Document:
* BEGIN *
The one-dimensional convolutional neural network includes a Reshape layer, multiple one-dimensional convolutional pooling blocks and a one-dimensional convolutional layer connected in sequence. The one-dimensional convolutional pooling block includes a one-dimensional convolutional layer and a one-dimensional maximum pooling layer connected in sequence. In Figure 3, there are 2 one-dimensional convolutional pooling blocks. The convolution kernel size used in the one-dimensional convolutional layer of the first one-dimensional convolutional pooling block is 3, and the pooling window of the one-dimensional maximum pooling layer is 3; the convolution kernel size used in the one-dimensional convolutional layer of the second one-dimensional convolutional pooling block is 3, and the pooling window of the one-dimensional maximum pooling layer is 3. The convolution kernel size used in the one-dimensional convolutional layer connected after multiple one-dimensional convolutional pooling blocks is 3. 1D-CNN accepts two-dimensional input data in the form of feature length and feature channel number. The Reshape layer compresses the dimension of length 1 in the two-dimensional asymmetric aggregation module, reduces the dimension while keeping the number of features unchanged, so as to perform downscaling connection, and then learns the remaining dimensional features through the one-dimensional convolutional kernel with a window size of 3. Due to the parameter sharing characteristics of the convolutional kernel, the model not only learns the local features of a single landslide influencing factor, but also couples the feature associations between different factors. As the 1D-CNN layer deepens, the overall network has a deeper structure and can extract more abstract landslide and non-landslide features. The convolution kernel parameter sharing feature is an existing feature of CNN, which means that the weight of each convolution kernel is fixed during one iteration, and the weight within the convolution kernel will not change due to different positions in the image. Each convolution kernel slides in the image to learn individual features. Weight sharing reduces model parameters and greatly reduces the difficulty of network training.

The one-dimensional asymmetric aggregation module includes a one-dimensional maximum pooling layer and a one-dimensional average pooling layer connected in parallel, and a concatenate layer connected to the output of the one-dimensional maximum pooling layer and the output of the one-dimensional average pooling layer, respectively. In Figure 3, the pooling window of the one-dimensional maximum pooling layer is 3, and the pooling window of the one-dimensional average pooling layer is 3. After the average pooling and maximum pooling are aggregated, the overall features (including the abstract feature aggregation information represented by numbers) after being connected by the concatenate layer are passed to the fully connected layer module.
* END *
Excerpts of location labeling data:
* BEGIN *
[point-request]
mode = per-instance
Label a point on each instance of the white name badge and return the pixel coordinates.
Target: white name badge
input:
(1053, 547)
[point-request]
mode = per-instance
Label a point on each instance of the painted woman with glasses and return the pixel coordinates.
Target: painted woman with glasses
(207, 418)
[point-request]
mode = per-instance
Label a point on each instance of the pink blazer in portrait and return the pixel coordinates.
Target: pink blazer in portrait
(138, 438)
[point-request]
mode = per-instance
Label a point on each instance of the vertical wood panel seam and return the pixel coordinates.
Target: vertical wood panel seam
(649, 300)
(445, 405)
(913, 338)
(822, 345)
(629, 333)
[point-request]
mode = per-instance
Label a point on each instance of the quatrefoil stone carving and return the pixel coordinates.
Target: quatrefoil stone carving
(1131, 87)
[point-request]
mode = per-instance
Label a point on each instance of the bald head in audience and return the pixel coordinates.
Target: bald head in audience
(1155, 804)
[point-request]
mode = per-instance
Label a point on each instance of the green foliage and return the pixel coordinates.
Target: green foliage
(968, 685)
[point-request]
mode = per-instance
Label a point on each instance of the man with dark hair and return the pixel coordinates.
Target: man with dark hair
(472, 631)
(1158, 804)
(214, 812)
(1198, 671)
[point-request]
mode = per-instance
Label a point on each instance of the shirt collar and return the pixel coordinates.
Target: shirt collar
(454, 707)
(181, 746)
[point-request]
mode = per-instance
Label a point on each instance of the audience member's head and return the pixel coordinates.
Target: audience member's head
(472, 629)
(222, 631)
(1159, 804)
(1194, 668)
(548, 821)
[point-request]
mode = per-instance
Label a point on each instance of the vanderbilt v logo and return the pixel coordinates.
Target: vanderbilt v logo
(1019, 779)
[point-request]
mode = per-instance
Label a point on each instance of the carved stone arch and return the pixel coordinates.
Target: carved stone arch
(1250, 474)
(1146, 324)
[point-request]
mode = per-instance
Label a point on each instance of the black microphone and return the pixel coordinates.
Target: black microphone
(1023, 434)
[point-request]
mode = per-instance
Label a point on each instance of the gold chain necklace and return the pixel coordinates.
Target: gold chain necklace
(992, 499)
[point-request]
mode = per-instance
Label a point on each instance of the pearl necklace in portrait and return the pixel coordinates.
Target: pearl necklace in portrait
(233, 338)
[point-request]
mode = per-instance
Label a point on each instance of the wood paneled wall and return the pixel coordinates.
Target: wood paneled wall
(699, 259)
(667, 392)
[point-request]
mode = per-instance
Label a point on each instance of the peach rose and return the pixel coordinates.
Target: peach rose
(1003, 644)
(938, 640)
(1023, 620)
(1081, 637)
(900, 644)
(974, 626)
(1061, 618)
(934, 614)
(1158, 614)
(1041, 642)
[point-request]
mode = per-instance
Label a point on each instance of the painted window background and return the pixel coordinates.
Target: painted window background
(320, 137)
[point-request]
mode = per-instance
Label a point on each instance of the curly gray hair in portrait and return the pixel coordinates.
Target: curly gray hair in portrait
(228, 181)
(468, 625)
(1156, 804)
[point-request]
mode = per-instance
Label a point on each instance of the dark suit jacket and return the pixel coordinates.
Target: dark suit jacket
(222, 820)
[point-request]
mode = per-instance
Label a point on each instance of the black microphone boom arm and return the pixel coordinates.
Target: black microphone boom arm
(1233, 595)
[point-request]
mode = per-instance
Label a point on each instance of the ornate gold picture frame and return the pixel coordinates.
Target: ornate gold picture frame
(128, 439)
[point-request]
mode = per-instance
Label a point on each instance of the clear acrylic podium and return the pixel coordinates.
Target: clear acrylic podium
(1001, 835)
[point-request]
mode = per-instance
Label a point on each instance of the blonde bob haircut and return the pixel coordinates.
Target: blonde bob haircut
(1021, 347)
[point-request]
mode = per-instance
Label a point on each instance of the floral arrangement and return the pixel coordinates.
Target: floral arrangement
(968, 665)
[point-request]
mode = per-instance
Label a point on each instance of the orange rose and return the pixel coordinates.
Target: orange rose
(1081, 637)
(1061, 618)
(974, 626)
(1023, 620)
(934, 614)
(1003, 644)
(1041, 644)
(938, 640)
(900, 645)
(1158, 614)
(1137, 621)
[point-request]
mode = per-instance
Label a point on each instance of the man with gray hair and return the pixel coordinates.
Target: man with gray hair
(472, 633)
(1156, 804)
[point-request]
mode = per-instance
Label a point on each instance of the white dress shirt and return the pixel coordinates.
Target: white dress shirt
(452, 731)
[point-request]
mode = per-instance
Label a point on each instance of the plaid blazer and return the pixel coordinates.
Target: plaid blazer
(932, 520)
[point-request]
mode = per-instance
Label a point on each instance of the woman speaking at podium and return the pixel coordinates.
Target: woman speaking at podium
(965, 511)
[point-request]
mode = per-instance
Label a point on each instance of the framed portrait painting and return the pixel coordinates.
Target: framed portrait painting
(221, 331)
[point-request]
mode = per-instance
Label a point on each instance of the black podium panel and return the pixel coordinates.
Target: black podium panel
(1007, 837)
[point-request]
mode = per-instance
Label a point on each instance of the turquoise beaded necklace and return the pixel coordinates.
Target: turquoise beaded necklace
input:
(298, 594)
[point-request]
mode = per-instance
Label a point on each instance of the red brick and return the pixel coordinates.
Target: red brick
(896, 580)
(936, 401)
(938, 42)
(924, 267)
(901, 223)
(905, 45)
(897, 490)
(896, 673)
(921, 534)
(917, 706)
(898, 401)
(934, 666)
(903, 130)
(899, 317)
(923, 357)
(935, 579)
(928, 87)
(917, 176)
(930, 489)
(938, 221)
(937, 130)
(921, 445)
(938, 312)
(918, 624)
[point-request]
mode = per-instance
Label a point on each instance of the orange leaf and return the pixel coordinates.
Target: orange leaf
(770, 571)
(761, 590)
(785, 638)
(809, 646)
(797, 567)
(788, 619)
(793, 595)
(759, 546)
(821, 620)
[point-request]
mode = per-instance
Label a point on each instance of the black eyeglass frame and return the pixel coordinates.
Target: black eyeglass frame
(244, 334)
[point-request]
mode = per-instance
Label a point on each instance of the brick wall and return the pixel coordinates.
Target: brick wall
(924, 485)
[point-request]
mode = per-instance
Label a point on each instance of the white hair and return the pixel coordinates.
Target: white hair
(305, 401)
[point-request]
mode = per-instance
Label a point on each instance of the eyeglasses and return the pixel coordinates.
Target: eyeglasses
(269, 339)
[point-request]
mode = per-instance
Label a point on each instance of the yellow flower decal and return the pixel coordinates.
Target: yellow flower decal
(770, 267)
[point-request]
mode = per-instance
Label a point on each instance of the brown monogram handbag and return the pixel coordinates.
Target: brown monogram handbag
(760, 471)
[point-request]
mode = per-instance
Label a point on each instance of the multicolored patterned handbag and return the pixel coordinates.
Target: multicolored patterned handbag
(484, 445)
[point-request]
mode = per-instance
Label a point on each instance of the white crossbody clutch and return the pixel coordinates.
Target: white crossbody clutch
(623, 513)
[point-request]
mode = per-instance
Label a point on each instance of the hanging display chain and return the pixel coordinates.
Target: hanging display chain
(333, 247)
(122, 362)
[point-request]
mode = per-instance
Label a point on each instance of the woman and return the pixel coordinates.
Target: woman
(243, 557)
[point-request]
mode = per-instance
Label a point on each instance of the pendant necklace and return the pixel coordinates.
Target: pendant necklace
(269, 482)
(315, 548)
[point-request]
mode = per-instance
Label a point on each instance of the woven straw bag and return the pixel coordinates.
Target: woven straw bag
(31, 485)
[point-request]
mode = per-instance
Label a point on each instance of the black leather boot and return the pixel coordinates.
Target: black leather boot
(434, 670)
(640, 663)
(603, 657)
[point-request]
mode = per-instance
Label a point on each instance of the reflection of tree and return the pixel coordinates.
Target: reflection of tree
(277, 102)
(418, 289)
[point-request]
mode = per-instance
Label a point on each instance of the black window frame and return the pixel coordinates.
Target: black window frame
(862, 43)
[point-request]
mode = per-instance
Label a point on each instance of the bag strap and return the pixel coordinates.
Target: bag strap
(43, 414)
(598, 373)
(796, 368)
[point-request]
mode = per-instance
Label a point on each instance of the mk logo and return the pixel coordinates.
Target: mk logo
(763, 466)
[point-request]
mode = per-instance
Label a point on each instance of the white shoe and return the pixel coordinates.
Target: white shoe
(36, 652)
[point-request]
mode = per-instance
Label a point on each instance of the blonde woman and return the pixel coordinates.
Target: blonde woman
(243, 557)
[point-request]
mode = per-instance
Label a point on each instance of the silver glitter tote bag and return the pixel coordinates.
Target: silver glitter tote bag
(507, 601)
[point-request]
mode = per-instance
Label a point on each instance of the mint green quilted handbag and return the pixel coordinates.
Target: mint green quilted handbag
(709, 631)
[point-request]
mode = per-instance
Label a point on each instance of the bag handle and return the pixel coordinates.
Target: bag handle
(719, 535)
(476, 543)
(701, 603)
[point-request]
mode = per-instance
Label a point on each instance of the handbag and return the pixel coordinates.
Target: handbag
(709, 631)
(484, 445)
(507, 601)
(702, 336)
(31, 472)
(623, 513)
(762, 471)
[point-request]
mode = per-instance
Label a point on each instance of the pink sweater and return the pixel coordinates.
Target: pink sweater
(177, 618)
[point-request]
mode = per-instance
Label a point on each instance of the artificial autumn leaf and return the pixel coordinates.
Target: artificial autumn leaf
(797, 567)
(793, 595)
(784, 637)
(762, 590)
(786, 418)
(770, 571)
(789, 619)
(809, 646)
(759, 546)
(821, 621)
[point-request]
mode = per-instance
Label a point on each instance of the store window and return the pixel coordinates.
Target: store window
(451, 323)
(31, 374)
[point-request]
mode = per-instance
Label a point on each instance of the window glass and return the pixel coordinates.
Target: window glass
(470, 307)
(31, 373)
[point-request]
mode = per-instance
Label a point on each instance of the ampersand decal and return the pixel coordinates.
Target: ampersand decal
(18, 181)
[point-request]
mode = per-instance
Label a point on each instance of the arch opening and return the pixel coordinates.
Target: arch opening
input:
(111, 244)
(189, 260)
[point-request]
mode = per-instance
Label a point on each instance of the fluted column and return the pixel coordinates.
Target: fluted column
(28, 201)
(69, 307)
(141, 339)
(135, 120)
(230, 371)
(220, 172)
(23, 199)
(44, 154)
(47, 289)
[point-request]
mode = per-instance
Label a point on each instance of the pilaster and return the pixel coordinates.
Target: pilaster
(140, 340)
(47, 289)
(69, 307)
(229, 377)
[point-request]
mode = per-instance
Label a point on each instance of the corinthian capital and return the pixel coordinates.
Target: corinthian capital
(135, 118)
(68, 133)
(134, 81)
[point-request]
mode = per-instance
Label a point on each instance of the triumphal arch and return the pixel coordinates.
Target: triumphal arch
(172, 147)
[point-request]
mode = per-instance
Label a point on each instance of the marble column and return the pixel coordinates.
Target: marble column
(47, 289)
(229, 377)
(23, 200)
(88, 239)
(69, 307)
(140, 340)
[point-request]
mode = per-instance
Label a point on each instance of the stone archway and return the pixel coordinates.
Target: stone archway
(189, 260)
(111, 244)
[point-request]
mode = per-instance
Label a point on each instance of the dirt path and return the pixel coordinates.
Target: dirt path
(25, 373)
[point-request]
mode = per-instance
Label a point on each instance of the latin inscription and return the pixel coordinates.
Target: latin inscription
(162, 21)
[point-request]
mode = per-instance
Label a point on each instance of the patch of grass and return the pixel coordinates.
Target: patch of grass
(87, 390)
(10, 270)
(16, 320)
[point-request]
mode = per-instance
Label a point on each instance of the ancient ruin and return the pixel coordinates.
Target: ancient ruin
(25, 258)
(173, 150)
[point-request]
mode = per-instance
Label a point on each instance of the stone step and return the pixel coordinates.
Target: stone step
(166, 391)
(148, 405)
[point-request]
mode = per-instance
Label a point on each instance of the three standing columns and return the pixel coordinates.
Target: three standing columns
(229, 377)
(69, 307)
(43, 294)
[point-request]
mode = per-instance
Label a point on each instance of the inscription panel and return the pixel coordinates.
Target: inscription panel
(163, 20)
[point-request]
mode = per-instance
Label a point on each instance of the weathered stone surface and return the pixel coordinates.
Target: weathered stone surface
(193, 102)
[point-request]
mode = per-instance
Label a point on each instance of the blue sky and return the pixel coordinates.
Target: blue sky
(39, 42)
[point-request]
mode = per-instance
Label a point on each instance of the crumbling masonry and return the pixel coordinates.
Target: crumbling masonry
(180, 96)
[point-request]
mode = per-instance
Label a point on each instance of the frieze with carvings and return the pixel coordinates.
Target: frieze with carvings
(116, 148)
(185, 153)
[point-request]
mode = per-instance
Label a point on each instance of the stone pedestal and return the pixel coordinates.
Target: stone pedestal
* END *
Your task: Translate this sentence from the text on the one-dimensional convolutional network into Spanish: "Weight sharing reduces model parameters and greatly reduces the difficulty of network training."

Answer to this task: El uso compartido de pesos reduce los parámetros del modelo y disminuye en gran medida la dificultad del entrenamiento de la red.